▶ WHAT YOU WILL DO:
Please update the rows below from the one containing "Task: point to each instance of the teal surface" through the end of the rows by changing "teal surface" to "turquoise surface" and keeping everything else unchanged. Return only those rows.
+ + + + + + +
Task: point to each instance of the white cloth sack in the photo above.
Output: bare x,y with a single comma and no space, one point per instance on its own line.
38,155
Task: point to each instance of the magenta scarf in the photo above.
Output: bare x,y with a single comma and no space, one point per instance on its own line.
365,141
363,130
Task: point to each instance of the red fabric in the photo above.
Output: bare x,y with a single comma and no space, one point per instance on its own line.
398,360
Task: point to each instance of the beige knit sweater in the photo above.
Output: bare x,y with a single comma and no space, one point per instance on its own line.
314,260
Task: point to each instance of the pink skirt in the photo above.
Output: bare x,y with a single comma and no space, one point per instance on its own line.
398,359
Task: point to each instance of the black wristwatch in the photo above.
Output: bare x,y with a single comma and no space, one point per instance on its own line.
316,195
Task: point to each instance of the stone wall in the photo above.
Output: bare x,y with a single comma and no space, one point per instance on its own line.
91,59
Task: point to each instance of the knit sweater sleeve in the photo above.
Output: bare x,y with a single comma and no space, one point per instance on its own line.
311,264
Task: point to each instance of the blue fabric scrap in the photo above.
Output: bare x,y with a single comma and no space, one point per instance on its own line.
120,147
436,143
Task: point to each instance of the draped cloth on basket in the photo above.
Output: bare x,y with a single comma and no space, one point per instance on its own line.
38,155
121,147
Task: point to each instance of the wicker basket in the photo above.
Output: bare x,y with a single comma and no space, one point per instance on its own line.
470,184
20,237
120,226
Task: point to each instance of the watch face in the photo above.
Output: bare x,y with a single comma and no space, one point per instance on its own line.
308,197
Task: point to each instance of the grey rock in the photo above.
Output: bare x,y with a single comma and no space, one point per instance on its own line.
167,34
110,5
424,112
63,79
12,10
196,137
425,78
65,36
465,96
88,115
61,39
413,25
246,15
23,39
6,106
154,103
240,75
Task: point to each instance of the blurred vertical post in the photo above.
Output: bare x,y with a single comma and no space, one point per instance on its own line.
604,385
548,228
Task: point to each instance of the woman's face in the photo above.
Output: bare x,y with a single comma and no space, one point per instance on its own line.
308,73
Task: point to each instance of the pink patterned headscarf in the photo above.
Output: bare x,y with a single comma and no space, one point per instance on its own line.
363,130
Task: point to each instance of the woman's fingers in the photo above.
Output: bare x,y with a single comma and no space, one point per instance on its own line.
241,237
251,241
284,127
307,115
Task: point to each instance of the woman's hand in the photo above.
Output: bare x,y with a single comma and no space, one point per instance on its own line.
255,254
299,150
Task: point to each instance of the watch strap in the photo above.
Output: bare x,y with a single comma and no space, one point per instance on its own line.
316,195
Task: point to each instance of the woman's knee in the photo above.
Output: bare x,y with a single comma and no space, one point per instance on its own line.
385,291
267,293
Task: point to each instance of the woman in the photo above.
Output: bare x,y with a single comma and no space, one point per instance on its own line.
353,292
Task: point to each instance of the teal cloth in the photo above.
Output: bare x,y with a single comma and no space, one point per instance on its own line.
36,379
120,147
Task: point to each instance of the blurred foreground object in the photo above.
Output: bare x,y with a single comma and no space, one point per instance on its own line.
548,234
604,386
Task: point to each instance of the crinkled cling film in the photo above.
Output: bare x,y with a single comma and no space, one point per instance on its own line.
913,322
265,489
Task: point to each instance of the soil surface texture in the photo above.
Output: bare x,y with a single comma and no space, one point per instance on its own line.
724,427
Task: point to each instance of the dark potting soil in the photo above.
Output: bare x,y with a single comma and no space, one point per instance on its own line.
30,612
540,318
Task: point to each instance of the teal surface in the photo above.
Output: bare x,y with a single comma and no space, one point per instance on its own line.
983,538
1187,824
+ + + + + + +
▶ OUTPUT BELOW:
Task: point to each instance of the turquoise surface in the photo above.
Output: bare x,y with a single comma and no space, one point per instance on its own line.
983,538
1187,824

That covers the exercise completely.